→ **TASK GOAL**
Count the lines in the records below that contain the word "black", treating uppercase and lowercase as distinct. Give only the number.

→ **DATA IN THIS EXERCISE**
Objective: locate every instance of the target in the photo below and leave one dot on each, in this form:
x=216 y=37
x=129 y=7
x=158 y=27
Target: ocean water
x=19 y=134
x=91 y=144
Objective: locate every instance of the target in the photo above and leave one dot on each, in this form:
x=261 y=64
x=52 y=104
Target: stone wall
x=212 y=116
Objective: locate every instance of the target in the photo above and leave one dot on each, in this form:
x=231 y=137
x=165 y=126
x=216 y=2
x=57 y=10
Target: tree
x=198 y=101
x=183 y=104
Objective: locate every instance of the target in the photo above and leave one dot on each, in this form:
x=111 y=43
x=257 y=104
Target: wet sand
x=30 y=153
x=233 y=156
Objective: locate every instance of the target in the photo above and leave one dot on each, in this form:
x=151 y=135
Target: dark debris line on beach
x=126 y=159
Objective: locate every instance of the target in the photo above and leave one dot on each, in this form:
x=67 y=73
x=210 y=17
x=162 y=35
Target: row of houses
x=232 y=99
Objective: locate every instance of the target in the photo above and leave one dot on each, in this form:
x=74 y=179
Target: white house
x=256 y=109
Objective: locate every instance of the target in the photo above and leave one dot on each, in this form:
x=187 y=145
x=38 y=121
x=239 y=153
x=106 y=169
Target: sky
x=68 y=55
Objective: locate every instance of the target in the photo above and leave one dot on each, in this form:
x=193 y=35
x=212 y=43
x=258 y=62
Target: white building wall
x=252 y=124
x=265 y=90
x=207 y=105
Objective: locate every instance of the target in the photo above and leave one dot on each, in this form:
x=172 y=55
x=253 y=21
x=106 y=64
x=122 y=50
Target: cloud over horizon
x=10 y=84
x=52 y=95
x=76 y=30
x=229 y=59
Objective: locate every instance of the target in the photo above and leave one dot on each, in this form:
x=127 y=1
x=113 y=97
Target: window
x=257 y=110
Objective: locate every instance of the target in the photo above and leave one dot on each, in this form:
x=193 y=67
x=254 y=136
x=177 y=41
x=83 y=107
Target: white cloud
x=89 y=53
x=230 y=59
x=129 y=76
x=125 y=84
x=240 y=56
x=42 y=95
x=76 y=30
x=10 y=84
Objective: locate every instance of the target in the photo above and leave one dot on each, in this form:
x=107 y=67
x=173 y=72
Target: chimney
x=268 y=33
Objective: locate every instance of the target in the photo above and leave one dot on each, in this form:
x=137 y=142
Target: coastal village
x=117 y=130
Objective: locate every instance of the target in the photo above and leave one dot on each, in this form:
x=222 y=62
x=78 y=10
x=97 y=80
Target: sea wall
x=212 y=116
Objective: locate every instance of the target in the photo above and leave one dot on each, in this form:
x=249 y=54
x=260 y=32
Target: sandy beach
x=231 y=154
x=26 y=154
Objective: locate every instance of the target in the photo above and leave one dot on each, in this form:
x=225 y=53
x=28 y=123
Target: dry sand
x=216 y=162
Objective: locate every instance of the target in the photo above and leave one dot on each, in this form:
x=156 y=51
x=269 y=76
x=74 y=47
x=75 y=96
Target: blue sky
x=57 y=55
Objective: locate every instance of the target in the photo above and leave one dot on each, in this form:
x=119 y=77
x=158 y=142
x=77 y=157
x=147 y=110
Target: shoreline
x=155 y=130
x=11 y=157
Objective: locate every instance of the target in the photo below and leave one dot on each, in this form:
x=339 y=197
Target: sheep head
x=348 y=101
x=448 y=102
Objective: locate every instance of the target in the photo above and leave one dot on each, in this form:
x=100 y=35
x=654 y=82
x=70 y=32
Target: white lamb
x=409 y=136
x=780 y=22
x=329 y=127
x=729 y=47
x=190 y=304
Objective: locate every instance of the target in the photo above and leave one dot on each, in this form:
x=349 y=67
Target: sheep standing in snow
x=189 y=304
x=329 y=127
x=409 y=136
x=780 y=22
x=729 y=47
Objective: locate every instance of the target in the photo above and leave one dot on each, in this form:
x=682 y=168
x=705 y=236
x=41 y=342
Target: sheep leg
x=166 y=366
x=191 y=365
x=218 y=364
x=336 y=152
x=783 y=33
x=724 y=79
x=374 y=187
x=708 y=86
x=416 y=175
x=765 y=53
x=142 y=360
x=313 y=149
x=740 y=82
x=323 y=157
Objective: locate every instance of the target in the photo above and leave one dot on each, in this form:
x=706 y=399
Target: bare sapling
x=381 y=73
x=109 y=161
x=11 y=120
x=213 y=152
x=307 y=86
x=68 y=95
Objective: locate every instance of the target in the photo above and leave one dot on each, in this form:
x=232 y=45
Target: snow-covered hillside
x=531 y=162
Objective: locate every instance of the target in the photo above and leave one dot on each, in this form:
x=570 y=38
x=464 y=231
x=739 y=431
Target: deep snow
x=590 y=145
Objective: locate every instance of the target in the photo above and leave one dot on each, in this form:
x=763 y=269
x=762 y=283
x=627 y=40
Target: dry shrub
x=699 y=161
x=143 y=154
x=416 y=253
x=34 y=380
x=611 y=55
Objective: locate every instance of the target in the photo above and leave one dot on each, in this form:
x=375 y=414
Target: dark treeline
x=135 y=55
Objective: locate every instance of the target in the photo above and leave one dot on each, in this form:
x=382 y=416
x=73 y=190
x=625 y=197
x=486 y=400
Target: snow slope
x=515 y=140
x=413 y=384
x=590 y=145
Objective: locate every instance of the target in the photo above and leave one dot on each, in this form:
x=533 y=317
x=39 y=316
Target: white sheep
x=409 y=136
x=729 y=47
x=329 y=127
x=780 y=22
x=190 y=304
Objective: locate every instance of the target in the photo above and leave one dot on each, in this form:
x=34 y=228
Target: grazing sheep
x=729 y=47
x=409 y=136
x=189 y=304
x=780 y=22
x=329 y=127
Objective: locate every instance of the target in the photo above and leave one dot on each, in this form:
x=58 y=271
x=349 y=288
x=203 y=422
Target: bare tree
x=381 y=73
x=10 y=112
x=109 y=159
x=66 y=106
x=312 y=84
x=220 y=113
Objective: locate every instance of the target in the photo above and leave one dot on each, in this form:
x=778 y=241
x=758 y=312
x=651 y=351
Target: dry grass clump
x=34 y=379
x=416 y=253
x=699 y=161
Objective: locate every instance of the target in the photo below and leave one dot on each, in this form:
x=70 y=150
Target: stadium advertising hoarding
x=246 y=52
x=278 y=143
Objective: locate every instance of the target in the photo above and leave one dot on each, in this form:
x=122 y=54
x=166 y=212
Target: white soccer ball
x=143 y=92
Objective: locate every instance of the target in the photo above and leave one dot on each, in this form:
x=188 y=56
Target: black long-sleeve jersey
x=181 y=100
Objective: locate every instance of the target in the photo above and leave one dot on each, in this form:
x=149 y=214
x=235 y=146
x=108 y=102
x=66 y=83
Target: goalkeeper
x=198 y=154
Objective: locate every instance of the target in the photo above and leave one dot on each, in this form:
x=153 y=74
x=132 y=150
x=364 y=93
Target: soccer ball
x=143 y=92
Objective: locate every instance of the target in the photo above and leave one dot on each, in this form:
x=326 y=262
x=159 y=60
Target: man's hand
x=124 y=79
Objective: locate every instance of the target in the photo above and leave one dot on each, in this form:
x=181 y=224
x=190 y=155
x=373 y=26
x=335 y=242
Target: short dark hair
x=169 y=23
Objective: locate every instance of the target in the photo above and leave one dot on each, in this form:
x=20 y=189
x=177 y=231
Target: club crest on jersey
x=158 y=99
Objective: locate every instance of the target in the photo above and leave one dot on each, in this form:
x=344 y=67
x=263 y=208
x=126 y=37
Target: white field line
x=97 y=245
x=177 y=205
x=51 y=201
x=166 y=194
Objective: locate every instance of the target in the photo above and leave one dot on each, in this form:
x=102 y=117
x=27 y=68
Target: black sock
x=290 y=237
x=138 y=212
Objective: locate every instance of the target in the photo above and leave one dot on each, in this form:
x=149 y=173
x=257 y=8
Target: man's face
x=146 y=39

→ **SOLVED PROBLEM**
2